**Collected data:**

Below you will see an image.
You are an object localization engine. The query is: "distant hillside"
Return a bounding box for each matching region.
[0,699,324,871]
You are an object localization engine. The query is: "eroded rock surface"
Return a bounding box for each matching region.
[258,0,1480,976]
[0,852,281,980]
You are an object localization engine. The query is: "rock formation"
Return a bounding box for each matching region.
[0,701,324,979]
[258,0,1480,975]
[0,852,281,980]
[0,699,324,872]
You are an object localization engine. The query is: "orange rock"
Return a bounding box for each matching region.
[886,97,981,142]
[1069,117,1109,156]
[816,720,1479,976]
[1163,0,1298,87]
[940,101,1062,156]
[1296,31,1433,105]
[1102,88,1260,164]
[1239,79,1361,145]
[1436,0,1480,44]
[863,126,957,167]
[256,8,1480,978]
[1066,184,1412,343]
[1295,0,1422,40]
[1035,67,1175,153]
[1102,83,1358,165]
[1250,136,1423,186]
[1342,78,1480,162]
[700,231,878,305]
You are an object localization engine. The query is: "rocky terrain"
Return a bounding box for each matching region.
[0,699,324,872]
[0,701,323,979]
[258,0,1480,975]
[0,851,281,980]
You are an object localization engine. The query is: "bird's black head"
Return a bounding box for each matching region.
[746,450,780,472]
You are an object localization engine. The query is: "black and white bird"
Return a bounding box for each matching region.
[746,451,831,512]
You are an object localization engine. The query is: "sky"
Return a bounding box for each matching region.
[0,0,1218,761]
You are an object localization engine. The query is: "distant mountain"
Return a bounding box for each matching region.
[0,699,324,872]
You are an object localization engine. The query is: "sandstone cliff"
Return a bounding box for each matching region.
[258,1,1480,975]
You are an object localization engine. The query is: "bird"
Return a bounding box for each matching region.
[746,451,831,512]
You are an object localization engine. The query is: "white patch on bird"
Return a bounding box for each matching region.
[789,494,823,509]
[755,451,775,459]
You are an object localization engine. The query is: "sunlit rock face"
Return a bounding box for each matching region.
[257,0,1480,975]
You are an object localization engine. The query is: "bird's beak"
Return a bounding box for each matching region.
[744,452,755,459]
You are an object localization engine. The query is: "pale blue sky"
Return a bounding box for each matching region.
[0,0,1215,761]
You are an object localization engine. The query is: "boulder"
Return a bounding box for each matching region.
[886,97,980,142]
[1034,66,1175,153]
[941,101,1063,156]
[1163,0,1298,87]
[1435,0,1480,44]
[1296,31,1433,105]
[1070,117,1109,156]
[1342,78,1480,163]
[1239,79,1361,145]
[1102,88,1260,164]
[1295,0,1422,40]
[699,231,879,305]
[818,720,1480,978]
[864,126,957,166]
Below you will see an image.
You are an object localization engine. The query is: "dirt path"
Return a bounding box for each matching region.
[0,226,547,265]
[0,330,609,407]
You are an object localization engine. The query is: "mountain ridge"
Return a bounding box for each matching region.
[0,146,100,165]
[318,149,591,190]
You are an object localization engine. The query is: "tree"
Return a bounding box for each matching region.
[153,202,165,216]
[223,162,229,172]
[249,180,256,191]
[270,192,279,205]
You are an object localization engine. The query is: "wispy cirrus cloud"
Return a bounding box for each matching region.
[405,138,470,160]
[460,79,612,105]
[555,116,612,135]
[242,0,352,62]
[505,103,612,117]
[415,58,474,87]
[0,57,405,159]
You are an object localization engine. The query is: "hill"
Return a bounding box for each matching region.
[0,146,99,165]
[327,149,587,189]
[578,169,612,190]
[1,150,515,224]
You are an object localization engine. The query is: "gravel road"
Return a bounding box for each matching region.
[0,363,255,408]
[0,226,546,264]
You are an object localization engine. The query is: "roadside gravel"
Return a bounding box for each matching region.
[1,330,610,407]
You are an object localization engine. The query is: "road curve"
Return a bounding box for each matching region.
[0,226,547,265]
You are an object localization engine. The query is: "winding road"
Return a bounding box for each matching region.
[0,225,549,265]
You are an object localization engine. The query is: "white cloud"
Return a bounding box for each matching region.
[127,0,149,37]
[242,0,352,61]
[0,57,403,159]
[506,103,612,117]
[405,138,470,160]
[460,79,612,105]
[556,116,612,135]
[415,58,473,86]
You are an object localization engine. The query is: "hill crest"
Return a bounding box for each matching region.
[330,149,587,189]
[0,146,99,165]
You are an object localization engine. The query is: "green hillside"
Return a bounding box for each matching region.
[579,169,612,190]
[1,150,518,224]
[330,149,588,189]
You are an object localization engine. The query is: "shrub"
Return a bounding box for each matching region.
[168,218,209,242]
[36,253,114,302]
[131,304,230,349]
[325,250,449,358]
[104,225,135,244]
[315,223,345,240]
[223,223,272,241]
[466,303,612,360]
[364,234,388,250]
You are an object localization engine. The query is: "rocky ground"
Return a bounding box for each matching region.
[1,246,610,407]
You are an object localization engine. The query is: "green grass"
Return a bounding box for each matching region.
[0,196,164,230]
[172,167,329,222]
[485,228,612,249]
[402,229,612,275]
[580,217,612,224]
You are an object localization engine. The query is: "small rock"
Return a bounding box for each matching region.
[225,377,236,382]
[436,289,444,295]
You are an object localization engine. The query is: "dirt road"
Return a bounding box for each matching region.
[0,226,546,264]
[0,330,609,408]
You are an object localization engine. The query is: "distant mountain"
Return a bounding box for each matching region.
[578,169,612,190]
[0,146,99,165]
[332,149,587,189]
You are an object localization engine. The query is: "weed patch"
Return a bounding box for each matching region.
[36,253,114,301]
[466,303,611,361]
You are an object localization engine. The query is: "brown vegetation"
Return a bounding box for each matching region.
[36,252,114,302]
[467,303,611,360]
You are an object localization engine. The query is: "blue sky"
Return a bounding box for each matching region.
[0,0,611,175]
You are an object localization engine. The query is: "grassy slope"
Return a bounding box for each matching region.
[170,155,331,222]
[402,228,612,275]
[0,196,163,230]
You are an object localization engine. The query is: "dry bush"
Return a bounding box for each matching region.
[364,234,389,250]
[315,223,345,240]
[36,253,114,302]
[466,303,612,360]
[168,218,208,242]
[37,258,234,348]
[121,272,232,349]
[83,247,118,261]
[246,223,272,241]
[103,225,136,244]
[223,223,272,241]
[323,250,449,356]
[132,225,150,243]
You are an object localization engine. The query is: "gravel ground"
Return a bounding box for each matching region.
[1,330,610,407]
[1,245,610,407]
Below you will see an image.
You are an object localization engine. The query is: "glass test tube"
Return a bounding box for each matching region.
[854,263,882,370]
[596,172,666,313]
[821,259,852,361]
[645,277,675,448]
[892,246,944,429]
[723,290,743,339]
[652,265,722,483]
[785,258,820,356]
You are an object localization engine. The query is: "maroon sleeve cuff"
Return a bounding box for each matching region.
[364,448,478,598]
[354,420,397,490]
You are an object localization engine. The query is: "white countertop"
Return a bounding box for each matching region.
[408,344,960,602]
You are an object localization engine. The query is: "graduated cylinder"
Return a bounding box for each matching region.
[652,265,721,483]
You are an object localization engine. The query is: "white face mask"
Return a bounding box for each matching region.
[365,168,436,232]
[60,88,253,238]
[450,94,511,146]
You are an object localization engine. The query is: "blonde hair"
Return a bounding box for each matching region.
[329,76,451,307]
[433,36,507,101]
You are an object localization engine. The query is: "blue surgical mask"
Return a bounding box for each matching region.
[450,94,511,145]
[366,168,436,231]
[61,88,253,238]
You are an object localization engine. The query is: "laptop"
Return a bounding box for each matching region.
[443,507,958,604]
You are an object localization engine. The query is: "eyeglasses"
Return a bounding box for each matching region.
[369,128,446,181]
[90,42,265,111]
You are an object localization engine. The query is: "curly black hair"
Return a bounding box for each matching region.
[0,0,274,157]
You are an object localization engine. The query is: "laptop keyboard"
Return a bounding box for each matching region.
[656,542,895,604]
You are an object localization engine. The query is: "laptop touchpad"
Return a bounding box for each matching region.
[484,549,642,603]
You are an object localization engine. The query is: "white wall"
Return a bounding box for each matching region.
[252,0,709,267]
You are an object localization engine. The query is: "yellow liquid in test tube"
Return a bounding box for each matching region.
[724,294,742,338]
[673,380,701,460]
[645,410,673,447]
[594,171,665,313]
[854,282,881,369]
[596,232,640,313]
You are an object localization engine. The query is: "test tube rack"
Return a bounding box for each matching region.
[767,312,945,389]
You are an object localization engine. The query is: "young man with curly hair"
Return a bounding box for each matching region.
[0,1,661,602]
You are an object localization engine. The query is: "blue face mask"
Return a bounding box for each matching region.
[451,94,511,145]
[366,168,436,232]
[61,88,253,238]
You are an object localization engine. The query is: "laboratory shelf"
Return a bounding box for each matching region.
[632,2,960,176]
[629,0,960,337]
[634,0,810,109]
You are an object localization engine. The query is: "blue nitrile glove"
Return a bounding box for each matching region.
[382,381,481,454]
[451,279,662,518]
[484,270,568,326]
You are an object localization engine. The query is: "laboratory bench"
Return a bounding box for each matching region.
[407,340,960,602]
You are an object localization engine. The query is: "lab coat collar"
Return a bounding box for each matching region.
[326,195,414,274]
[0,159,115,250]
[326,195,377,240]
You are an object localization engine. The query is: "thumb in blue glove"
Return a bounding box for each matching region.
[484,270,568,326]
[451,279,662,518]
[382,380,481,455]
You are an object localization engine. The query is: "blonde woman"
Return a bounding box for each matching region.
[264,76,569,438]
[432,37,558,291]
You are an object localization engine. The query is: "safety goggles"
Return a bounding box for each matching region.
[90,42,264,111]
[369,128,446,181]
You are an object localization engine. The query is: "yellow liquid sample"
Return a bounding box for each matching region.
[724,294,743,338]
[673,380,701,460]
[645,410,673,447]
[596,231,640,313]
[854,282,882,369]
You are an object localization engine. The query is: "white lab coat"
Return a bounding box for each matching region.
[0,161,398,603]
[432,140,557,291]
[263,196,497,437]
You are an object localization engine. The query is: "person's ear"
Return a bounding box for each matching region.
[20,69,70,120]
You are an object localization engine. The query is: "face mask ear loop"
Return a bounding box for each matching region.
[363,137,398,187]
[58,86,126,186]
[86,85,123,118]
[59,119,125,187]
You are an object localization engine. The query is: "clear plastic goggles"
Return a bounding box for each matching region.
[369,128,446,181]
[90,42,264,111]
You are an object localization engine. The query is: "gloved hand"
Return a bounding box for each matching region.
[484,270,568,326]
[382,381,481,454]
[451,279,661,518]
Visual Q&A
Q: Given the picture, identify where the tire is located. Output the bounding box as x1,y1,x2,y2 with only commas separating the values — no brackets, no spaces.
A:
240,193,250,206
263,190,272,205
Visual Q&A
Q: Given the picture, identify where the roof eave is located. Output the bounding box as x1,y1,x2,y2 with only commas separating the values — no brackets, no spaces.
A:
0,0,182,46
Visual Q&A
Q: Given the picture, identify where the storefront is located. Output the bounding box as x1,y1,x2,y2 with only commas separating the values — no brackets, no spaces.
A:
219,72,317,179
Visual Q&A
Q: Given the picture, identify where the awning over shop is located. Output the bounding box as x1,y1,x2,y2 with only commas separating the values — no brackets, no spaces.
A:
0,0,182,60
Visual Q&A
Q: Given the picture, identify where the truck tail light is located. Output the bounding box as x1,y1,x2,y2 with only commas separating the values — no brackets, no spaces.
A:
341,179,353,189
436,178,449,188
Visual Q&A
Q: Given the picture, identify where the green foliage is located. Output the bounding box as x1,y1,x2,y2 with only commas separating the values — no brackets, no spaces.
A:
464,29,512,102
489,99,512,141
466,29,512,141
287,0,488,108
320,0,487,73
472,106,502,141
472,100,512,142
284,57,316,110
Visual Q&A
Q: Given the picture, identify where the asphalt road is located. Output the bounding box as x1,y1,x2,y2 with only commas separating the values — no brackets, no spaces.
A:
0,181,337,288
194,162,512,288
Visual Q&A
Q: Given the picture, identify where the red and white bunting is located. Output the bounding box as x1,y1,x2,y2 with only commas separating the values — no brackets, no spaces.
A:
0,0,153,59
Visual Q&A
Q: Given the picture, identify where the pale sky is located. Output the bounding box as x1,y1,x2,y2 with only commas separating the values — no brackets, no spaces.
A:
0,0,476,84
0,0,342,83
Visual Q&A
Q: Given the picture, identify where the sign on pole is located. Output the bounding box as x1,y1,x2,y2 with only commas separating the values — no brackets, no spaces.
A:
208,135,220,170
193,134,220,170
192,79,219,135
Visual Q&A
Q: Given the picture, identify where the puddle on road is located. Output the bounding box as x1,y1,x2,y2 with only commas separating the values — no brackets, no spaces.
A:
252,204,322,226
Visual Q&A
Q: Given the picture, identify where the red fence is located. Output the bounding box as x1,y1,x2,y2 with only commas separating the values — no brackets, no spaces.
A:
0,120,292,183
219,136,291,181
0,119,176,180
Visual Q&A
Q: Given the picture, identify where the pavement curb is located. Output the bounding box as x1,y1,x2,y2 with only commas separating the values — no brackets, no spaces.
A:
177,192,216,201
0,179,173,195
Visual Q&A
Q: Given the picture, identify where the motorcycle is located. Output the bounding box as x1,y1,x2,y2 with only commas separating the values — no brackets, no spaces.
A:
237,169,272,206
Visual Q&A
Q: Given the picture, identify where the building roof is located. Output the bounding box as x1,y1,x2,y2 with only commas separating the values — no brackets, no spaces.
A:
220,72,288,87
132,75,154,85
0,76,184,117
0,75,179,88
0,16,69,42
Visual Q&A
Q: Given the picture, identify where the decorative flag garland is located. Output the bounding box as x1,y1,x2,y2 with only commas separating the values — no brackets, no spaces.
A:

**EXERCISE DESCRIPTION:** Find each line in the data above with the word "rocky", then copy it.

**EXPECTED OUTPUT:**
You are an object localization engine. The query is: "rocky terrain"
You are an object localization engine. The query is: "rocky ground"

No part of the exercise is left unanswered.